Extracted information:

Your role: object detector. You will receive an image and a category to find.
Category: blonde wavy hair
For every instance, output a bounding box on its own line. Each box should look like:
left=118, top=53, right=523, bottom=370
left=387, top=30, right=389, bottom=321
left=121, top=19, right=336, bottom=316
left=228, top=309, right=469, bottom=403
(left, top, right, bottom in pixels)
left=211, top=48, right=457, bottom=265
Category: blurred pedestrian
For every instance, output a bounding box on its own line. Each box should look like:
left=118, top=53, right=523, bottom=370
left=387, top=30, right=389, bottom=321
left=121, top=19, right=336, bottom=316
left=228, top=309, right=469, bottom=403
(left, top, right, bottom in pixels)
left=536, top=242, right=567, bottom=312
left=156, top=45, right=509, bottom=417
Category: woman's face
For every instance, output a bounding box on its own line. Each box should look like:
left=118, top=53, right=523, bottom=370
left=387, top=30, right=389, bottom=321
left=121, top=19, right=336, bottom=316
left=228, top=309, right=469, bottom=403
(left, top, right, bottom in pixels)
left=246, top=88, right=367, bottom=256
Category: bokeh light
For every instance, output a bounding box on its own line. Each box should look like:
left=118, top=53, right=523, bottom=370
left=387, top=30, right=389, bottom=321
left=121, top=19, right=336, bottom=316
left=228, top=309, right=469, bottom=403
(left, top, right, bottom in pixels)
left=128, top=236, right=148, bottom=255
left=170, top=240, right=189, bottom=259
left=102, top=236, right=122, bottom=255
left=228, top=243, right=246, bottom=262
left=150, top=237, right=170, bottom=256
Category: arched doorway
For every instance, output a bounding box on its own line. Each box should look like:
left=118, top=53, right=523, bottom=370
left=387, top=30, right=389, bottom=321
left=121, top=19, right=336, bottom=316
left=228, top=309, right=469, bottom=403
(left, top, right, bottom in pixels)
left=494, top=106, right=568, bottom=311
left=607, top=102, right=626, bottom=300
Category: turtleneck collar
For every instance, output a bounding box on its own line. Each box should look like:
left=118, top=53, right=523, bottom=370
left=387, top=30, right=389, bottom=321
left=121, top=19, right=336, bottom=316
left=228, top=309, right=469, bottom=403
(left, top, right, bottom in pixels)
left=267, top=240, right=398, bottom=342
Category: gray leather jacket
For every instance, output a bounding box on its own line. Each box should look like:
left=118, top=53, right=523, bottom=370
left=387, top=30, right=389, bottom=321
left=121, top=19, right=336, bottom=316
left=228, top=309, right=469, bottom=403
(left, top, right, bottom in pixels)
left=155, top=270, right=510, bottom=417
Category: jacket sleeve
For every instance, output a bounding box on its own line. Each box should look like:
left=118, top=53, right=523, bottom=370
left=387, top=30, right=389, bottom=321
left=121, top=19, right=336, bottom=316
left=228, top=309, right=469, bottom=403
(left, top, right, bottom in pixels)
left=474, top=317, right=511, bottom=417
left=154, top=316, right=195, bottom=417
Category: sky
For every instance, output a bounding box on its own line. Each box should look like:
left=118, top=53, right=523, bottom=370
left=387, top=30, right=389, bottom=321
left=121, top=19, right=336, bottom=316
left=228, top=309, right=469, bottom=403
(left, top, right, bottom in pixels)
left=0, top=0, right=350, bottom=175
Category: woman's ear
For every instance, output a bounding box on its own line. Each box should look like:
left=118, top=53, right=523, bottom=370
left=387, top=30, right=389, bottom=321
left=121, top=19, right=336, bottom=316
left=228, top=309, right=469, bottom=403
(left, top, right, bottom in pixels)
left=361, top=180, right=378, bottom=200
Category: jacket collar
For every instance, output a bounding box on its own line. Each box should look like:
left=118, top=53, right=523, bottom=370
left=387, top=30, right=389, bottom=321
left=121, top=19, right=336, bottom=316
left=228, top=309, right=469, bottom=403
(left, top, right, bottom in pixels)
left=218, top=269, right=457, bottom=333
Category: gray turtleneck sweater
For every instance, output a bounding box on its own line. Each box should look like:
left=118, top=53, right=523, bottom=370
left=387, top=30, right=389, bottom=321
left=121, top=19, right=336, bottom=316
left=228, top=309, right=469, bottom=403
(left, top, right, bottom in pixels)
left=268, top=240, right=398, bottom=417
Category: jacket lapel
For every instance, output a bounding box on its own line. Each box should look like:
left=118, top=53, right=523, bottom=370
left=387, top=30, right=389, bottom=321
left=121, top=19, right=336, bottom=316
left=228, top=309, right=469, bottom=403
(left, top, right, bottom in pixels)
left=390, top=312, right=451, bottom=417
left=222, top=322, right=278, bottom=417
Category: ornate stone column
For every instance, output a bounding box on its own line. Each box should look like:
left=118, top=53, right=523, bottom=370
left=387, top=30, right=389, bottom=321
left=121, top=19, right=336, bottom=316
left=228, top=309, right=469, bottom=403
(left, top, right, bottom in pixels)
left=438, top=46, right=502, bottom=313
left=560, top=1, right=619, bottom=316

Problem details: Return all of the entries word for word.

Answer to this problem:
Your role: object detector. You will receive an image and a category to find.
Category: blonde wavy hair
For every instance, output a bounding box on its own line. Each box should look like:
left=118, top=53, right=523, bottom=370
left=387, top=30, right=389, bottom=321
left=121, top=19, right=336, bottom=316
left=228, top=309, right=469, bottom=403
(left, top, right, bottom in pixels)
left=211, top=48, right=457, bottom=265
Category: blurred pedestrian
For every instance, output a bounding box on its own line. Each box should look like:
left=118, top=53, right=523, bottom=370
left=387, top=30, right=389, bottom=321
left=121, top=19, right=336, bottom=316
left=228, top=309, right=469, bottom=403
(left, top, right, bottom in pixels)
left=536, top=242, right=567, bottom=312
left=156, top=45, right=509, bottom=417
Category: woman's face
For every instance, output a bounding box on its own line. Each box should look like:
left=118, top=53, right=523, bottom=370
left=387, top=30, right=389, bottom=321
left=121, top=19, right=336, bottom=316
left=228, top=309, right=469, bottom=403
(left, top, right, bottom in pixels)
left=246, top=88, right=367, bottom=256
Category: bokeh light
For every instance, output a bounding box on its own line. Each box should look like:
left=118, top=53, right=523, bottom=370
left=387, top=30, right=389, bottom=321
left=121, top=19, right=336, bottom=316
left=228, top=309, right=469, bottom=403
(left, top, right, bottom in pixels)
left=128, top=236, right=148, bottom=255
left=170, top=240, right=189, bottom=259
left=102, top=236, right=122, bottom=255
left=228, top=243, right=246, bottom=262
left=150, top=237, right=170, bottom=256
Category: arched doorway
For every instance, output a bounding box on its own line. Each box should look like:
left=118, top=53, right=523, bottom=370
left=387, top=30, right=389, bottom=321
left=121, top=19, right=336, bottom=316
left=228, top=309, right=469, bottom=403
(left, top, right, bottom in pixels)
left=494, top=106, right=568, bottom=311
left=607, top=102, right=626, bottom=300
Category: turtleneck collar
For every instance, output a bounding box on its own line. Each box should look like:
left=118, top=53, right=523, bottom=370
left=387, top=30, right=389, bottom=321
left=121, top=19, right=336, bottom=316
left=228, top=309, right=469, bottom=403
(left, top, right, bottom in pixels)
left=267, top=240, right=398, bottom=342
Category: gray leather jacket
For every instance, output a bounding box on its own line. Each box should look like:
left=118, top=53, right=523, bottom=370
left=387, top=30, right=389, bottom=321
left=121, top=19, right=336, bottom=316
left=228, top=309, right=469, bottom=403
(left, top, right, bottom in pixels)
left=155, top=270, right=510, bottom=417
Category: jacket sleeve
For every instance, output a bounding box on its own line. Each box should look like:
left=118, top=53, right=523, bottom=370
left=387, top=30, right=389, bottom=321
left=121, top=19, right=336, bottom=316
left=228, top=309, right=469, bottom=403
(left, top, right, bottom in pixels)
left=474, top=317, right=511, bottom=417
left=154, top=316, right=195, bottom=417
Category: sky
For every instance, output a bounding box on its own line. Each box should look like:
left=118, top=53, right=523, bottom=370
left=387, top=30, right=389, bottom=321
left=121, top=19, right=336, bottom=316
left=228, top=309, right=469, bottom=403
(left, top, right, bottom in pixels)
left=0, top=0, right=350, bottom=175
Category: woman's ear
For every instance, output a bounding box on its own line. Each box should look like:
left=118, top=53, right=523, bottom=370
left=387, top=30, right=389, bottom=321
left=121, top=19, right=336, bottom=316
left=228, top=309, right=469, bottom=403
(left, top, right, bottom in pixels)
left=361, top=180, right=378, bottom=200
Category: jacket collar
For every instance, output a bounding box on its own line. Each box should look like:
left=118, top=53, right=523, bottom=370
left=387, top=30, right=389, bottom=321
left=121, top=19, right=336, bottom=316
left=228, top=309, right=469, bottom=403
(left, top, right, bottom in pixels)
left=218, top=269, right=457, bottom=333
Category: gray turtleneck sweater
For every instance, output a bounding box on its own line. Each box should look like:
left=118, top=53, right=523, bottom=370
left=387, top=30, right=389, bottom=321
left=121, top=19, right=336, bottom=316
left=228, top=309, right=469, bottom=403
(left, top, right, bottom in pixels)
left=268, top=240, right=398, bottom=417
Category: jacket lapel
For every instance, output a bounding box on its own line. Each box should look like:
left=118, top=53, right=523, bottom=370
left=387, top=30, right=389, bottom=321
left=121, top=19, right=336, bottom=316
left=228, top=309, right=469, bottom=403
(left, top, right, bottom in pixels)
left=390, top=312, right=451, bottom=417
left=222, top=322, right=278, bottom=417
Category: ornate stone column
For every instance, output a bounding box on its own line. Each box should look like:
left=118, top=53, right=523, bottom=370
left=387, top=30, right=389, bottom=321
left=121, top=19, right=336, bottom=316
left=228, top=309, right=469, bottom=403
(left, top, right, bottom in pixels)
left=438, top=46, right=502, bottom=313
left=560, top=1, right=619, bottom=316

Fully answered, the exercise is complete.